Every line in the data below that holds "target" should be found and copied.

» **Data for analysis**:
········

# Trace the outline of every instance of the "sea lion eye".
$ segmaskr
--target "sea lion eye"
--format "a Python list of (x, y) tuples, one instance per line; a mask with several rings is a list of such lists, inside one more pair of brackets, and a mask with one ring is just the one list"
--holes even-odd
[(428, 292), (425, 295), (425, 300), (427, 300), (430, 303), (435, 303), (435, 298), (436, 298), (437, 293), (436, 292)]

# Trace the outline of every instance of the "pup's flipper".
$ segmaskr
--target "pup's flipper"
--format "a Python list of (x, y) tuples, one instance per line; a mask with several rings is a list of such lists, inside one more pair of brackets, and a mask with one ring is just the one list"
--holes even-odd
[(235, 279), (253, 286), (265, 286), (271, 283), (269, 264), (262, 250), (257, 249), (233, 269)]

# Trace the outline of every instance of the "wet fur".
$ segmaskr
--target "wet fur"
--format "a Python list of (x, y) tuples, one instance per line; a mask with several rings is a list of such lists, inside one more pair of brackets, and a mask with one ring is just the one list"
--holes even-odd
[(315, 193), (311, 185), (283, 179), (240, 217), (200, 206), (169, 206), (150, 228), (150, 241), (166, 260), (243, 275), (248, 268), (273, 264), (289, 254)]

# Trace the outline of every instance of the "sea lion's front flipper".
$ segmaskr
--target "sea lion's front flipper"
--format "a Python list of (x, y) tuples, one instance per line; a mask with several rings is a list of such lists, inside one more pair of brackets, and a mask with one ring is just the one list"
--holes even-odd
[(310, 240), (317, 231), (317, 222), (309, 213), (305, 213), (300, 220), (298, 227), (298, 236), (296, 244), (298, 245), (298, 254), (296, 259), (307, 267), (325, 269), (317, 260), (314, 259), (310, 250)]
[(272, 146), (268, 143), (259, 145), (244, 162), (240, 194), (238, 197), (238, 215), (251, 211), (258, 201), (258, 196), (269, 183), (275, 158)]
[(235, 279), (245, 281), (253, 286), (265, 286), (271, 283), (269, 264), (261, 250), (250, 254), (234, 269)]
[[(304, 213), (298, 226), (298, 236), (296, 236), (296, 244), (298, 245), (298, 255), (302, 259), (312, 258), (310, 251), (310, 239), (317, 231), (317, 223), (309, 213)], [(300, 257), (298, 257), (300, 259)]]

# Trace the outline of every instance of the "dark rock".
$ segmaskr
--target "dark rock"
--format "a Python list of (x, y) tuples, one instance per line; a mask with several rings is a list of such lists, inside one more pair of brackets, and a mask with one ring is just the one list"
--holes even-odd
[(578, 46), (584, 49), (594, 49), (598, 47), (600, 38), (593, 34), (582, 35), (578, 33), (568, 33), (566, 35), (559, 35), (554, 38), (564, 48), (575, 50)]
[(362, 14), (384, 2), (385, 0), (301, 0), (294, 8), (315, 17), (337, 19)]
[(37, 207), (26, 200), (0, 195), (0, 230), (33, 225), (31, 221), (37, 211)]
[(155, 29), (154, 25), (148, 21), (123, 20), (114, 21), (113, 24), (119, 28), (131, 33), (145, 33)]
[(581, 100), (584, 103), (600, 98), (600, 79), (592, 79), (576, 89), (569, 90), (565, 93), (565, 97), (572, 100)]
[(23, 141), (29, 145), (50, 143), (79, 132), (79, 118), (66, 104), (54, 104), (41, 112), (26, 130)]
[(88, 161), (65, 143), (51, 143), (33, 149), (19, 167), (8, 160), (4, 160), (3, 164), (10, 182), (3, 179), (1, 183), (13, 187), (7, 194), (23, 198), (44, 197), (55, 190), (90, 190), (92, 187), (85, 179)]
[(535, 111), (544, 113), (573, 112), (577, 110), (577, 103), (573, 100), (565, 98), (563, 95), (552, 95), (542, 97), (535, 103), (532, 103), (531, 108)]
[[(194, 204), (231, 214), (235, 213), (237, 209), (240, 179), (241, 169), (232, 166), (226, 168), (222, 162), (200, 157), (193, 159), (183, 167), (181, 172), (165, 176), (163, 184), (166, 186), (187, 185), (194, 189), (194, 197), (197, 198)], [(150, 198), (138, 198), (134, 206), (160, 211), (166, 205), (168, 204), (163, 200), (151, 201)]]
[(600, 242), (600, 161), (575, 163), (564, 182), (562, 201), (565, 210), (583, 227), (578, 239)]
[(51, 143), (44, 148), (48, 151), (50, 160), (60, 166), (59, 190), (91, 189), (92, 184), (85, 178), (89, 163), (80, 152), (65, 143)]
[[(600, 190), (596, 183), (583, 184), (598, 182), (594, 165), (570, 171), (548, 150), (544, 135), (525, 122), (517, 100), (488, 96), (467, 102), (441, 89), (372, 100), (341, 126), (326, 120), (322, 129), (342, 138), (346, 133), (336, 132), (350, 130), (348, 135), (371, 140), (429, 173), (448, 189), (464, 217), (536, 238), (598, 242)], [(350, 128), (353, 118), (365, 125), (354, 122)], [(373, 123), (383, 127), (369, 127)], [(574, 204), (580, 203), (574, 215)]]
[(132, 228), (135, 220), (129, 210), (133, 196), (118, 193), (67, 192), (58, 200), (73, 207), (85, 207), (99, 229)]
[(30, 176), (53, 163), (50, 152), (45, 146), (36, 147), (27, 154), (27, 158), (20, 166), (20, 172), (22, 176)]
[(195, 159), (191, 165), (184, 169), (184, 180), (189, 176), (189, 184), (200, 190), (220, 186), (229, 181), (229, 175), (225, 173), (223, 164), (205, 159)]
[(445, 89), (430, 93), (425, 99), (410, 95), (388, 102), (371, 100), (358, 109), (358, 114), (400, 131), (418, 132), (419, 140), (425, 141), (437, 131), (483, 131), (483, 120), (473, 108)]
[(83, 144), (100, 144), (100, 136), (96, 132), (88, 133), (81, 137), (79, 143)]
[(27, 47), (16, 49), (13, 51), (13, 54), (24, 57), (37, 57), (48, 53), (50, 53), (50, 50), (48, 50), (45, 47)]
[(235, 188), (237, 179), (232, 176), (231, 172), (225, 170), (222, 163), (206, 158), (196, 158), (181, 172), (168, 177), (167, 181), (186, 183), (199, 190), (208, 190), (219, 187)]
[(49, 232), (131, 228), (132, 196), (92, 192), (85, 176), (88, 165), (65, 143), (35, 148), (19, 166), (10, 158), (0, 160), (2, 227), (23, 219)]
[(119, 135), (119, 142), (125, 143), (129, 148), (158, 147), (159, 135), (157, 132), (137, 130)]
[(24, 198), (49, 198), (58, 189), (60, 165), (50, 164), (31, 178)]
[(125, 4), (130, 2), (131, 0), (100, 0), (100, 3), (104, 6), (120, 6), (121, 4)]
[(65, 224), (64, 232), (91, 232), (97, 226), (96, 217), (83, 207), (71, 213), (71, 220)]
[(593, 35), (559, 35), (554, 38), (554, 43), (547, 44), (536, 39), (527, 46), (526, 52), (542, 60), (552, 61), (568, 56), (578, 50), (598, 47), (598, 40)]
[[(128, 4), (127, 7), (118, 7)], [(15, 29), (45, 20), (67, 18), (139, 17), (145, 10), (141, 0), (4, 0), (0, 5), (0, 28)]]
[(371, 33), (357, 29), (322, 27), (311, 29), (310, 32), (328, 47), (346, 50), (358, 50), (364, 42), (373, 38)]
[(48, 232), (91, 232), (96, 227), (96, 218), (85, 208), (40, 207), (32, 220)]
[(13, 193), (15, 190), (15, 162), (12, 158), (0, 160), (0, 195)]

········

» **Worked solution**:
--target "sea lion eye"
--target "pup's flipper"
--target "wet fur"
--target "sea lion's front flipper"
--target "dark rock"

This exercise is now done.